» **Aim of the task**: Produce a word-for-word copy of the listing below without its pictures.

» **Source data**:
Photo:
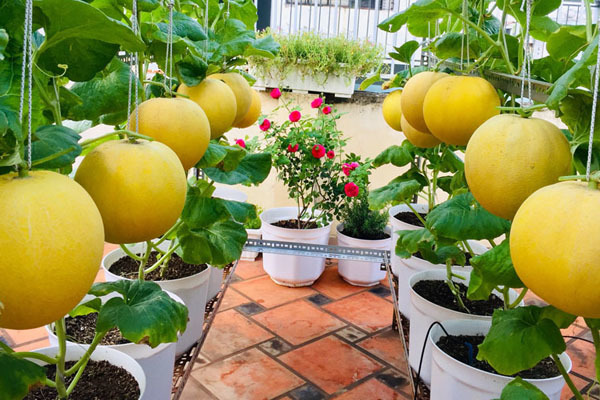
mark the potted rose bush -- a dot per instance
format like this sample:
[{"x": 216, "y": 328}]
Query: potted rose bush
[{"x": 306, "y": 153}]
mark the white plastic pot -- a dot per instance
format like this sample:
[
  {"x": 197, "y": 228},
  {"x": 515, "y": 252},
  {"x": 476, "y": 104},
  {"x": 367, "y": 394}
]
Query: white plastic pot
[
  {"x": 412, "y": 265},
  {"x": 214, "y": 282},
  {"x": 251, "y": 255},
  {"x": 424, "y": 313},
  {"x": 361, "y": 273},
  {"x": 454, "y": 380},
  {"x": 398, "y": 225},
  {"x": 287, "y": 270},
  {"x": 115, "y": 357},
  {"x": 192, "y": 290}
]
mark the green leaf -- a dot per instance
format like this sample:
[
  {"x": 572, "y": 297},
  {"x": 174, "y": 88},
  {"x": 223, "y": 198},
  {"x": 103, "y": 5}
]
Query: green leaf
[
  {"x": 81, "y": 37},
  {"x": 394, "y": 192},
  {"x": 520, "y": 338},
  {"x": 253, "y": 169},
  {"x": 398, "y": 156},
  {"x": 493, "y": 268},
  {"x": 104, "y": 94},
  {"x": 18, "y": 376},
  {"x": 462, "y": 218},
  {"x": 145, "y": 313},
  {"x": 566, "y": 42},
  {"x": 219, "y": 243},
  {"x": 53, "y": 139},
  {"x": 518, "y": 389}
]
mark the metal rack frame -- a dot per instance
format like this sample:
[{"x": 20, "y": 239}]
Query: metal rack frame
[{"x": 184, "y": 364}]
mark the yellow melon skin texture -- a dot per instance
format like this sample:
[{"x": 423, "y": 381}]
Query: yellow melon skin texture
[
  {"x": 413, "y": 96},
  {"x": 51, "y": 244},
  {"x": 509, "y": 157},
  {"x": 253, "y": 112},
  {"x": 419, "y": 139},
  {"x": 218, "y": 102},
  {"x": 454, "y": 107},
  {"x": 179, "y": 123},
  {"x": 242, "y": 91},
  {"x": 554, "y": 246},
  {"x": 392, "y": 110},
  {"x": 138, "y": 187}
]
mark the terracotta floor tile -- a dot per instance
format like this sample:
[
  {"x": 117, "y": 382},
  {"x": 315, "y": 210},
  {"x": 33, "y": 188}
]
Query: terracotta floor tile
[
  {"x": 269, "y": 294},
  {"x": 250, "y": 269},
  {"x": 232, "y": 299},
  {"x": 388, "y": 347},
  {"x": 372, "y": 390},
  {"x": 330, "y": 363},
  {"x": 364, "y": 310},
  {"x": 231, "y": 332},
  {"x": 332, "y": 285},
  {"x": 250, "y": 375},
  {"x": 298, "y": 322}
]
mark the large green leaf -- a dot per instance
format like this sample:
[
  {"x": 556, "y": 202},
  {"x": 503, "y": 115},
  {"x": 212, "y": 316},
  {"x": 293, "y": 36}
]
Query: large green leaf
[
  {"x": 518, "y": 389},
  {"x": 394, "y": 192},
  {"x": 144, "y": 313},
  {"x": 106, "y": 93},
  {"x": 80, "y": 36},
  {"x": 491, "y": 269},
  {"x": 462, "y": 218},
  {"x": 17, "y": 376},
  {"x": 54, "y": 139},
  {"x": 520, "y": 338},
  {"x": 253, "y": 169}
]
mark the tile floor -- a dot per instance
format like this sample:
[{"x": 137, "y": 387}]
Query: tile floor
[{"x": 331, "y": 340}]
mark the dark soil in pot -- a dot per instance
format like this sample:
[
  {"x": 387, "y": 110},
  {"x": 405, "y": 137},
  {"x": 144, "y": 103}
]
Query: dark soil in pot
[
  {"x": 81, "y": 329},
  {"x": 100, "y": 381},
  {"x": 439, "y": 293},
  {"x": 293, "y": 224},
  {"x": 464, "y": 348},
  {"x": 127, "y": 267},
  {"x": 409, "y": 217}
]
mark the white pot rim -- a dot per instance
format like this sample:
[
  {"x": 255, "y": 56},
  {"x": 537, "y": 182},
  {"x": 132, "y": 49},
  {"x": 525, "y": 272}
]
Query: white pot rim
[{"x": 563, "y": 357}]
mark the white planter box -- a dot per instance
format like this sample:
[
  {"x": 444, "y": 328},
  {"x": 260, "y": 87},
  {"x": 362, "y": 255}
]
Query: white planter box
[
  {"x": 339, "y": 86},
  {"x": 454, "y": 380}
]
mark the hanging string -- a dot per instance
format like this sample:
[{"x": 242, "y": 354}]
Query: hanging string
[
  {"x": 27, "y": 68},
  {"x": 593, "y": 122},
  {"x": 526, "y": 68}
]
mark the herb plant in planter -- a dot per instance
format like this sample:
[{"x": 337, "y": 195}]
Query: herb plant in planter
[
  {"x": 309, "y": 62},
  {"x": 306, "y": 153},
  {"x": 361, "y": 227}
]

» **Exercise result**:
Photo:
mark the potted rose bush -- a dot per instance
format like this sample:
[{"x": 216, "y": 328}]
Query: potted rose bush
[{"x": 306, "y": 153}]
mark the white plastic pot -- a dot per instance
format like this sample:
[
  {"x": 197, "y": 228},
  {"x": 515, "y": 252},
  {"x": 476, "y": 104},
  {"x": 367, "y": 394}
]
Query: white plastic pot
[
  {"x": 412, "y": 265},
  {"x": 214, "y": 282},
  {"x": 251, "y": 255},
  {"x": 424, "y": 313},
  {"x": 361, "y": 273},
  {"x": 454, "y": 380},
  {"x": 398, "y": 225},
  {"x": 287, "y": 270},
  {"x": 115, "y": 357},
  {"x": 192, "y": 290}
]
mark the green leaf -- a dot per instance
format like this sample:
[
  {"x": 572, "y": 297},
  {"x": 174, "y": 88},
  {"x": 223, "y": 198},
  {"x": 103, "y": 5}
]
Query: green leaf
[
  {"x": 81, "y": 37},
  {"x": 394, "y": 192},
  {"x": 520, "y": 338},
  {"x": 253, "y": 169},
  {"x": 398, "y": 156},
  {"x": 493, "y": 268},
  {"x": 104, "y": 94},
  {"x": 18, "y": 376},
  {"x": 462, "y": 218},
  {"x": 145, "y": 313},
  {"x": 566, "y": 42},
  {"x": 219, "y": 243},
  {"x": 53, "y": 139},
  {"x": 518, "y": 389}
]
mark the metal rack frame -- a dot per instance
format like this sample:
[{"x": 20, "y": 239}]
Query: metal rack frame
[{"x": 184, "y": 364}]
mark the yellow melon skin texture -- a dot per instance
format like this sample:
[{"x": 423, "y": 381}]
Query: yellow melon skin texture
[
  {"x": 413, "y": 96},
  {"x": 51, "y": 244},
  {"x": 509, "y": 157},
  {"x": 253, "y": 112},
  {"x": 419, "y": 139},
  {"x": 218, "y": 102},
  {"x": 454, "y": 107},
  {"x": 179, "y": 123},
  {"x": 242, "y": 91},
  {"x": 554, "y": 246},
  {"x": 392, "y": 110},
  {"x": 138, "y": 187}
]
mark the terracotta floor tile -- a dot per instance
format like this sample:
[
  {"x": 117, "y": 382},
  {"x": 315, "y": 210},
  {"x": 33, "y": 188}
]
Query: terracotta floor tile
[
  {"x": 269, "y": 294},
  {"x": 250, "y": 269},
  {"x": 232, "y": 299},
  {"x": 388, "y": 347},
  {"x": 372, "y": 390},
  {"x": 330, "y": 363},
  {"x": 364, "y": 310},
  {"x": 231, "y": 332},
  {"x": 332, "y": 285},
  {"x": 250, "y": 375},
  {"x": 298, "y": 322}
]
mark the large green leaf -- a dot per instance
format like this sample:
[
  {"x": 556, "y": 202},
  {"x": 503, "y": 115},
  {"x": 212, "y": 316},
  {"x": 293, "y": 36}
]
Query: large green leaf
[
  {"x": 518, "y": 389},
  {"x": 394, "y": 192},
  {"x": 144, "y": 313},
  {"x": 106, "y": 93},
  {"x": 80, "y": 36},
  {"x": 491, "y": 269},
  {"x": 462, "y": 218},
  {"x": 17, "y": 376},
  {"x": 54, "y": 139},
  {"x": 520, "y": 338},
  {"x": 253, "y": 169}
]
mark the tile floor -- a dot per instance
format like this sample:
[{"x": 137, "y": 387}]
Query: tile floor
[{"x": 331, "y": 340}]
mark the dark soil in pot -- a dot per instance
format like this sample:
[
  {"x": 387, "y": 110},
  {"x": 405, "y": 137},
  {"x": 144, "y": 103}
]
Query: dark soil in pot
[
  {"x": 81, "y": 329},
  {"x": 100, "y": 381},
  {"x": 439, "y": 293},
  {"x": 293, "y": 224},
  {"x": 464, "y": 348},
  {"x": 127, "y": 267},
  {"x": 409, "y": 217}
]
mark the white pot rim -- a dot per instance
format like this sample:
[
  {"x": 255, "y": 56},
  {"x": 537, "y": 182},
  {"x": 132, "y": 49},
  {"x": 525, "y": 272}
]
Query: white pot rim
[{"x": 563, "y": 357}]
mark the white planter box -- a dot per instance
format like this sample:
[
  {"x": 444, "y": 328},
  {"x": 260, "y": 87},
  {"x": 362, "y": 255}
]
Query: white planter box
[
  {"x": 339, "y": 86},
  {"x": 454, "y": 380}
]
mark the hanging string -- a dot per instance
format like this sample:
[{"x": 242, "y": 354}]
Query: hanging string
[
  {"x": 27, "y": 68},
  {"x": 593, "y": 122},
  {"x": 526, "y": 68}
]
mark the herb plant in planter -- a dot per instance
format like this sample:
[{"x": 337, "y": 195}]
Query: herb plant in planter
[
  {"x": 309, "y": 62},
  {"x": 306, "y": 153},
  {"x": 361, "y": 227}
]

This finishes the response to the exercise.